> RECORD EXCERPTS:

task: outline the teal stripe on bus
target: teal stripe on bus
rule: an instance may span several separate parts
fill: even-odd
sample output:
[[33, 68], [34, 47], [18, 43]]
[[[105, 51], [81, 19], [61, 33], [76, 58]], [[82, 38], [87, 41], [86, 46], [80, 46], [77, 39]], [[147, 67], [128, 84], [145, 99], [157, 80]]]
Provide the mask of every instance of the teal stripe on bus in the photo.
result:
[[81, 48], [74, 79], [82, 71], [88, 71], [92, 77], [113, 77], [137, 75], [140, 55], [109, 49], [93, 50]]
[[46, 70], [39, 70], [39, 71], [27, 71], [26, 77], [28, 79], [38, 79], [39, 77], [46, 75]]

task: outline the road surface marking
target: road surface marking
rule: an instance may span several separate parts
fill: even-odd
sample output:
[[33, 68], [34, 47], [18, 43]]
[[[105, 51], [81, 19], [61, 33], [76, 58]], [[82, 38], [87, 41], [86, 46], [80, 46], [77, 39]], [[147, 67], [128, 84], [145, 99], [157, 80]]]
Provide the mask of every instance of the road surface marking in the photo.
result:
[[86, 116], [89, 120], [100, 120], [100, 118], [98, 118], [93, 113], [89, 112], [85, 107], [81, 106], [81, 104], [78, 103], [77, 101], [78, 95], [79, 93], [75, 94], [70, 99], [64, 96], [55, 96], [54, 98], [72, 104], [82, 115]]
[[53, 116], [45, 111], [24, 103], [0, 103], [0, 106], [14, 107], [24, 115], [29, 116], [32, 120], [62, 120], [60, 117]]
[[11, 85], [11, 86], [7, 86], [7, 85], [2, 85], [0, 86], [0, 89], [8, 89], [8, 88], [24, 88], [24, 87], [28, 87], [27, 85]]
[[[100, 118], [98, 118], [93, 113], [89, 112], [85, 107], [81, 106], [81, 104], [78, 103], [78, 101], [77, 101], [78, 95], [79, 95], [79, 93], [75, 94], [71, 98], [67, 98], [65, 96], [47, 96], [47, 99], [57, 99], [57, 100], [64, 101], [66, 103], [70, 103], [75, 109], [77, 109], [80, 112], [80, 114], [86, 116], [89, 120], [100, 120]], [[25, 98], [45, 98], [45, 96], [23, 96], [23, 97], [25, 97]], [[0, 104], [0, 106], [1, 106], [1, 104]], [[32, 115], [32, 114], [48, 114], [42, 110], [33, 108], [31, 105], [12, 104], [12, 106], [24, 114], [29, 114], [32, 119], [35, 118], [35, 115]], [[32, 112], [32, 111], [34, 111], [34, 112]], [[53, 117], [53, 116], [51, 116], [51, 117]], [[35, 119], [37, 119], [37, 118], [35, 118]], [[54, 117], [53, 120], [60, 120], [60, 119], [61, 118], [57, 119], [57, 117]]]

> INSTRUCTIONS TO FOLLOW:
Your response should be an exact copy of all the records.

> RESULT OF THIS TASK:
task: outline the teal stripe on bus
target: teal stripe on bus
rule: an instance may span several separate parts
fill: even-odd
sample output:
[[33, 68], [34, 47], [18, 43]]
[[[105, 51], [81, 19], [61, 33], [76, 58]], [[82, 38], [87, 41], [86, 46], [80, 46], [77, 39]], [[147, 67], [128, 84], [145, 99], [157, 80]]]
Provide the mask of every instance of the teal stripe on bus in the photo.
result:
[[81, 48], [74, 79], [82, 71], [88, 71], [92, 77], [113, 77], [137, 75], [140, 55], [109, 49], [93, 50]]
[[46, 70], [39, 70], [39, 71], [27, 71], [26, 77], [28, 79], [38, 79], [39, 77], [46, 75]]

task: outline the road surface marking
target: road surface marking
rule: an instance may span several separate parts
fill: even-odd
sample output:
[[33, 68], [34, 47], [18, 43]]
[[[105, 51], [81, 19], [61, 33], [76, 58]], [[82, 38], [87, 41], [86, 46], [80, 46], [77, 39]], [[147, 67], [128, 84], [145, 99], [157, 80]]]
Provide the mask of every instance of the road surface marking in the photo.
result:
[[86, 116], [89, 120], [100, 120], [100, 118], [98, 118], [93, 113], [89, 112], [85, 107], [81, 106], [81, 104], [78, 103], [77, 101], [78, 95], [79, 93], [75, 94], [70, 99], [64, 96], [55, 96], [54, 98], [72, 104], [82, 115]]
[[53, 116], [45, 111], [24, 103], [0, 103], [0, 106], [14, 107], [24, 115], [29, 116], [32, 120], [62, 120], [60, 117]]
[[11, 85], [11, 86], [7, 86], [7, 85], [2, 85], [0, 86], [0, 89], [8, 89], [8, 88], [24, 88], [24, 87], [28, 87], [27, 85]]
[[[100, 118], [98, 118], [93, 113], [89, 112], [85, 107], [81, 106], [81, 104], [78, 103], [78, 101], [77, 101], [78, 95], [79, 95], [79, 93], [75, 94], [71, 98], [67, 98], [65, 96], [47, 96], [47, 99], [57, 99], [57, 100], [64, 101], [66, 103], [70, 103], [75, 109], [77, 109], [80, 112], [80, 114], [86, 116], [89, 120], [100, 120]], [[25, 98], [45, 98], [45, 96], [23, 96], [23, 97], [25, 97]], [[0, 104], [0, 106], [1, 106], [1, 104]], [[32, 115], [32, 114], [48, 114], [42, 110], [33, 108], [31, 105], [12, 104], [12, 106], [24, 114], [29, 114], [32, 119], [35, 118], [35, 115]], [[32, 112], [32, 111], [34, 111], [34, 112]], [[53, 117], [53, 116], [51, 116], [51, 117]], [[35, 119], [37, 119], [37, 118], [35, 118]], [[54, 117], [53, 120], [60, 120], [60, 119], [61, 118], [57, 119], [57, 117]]]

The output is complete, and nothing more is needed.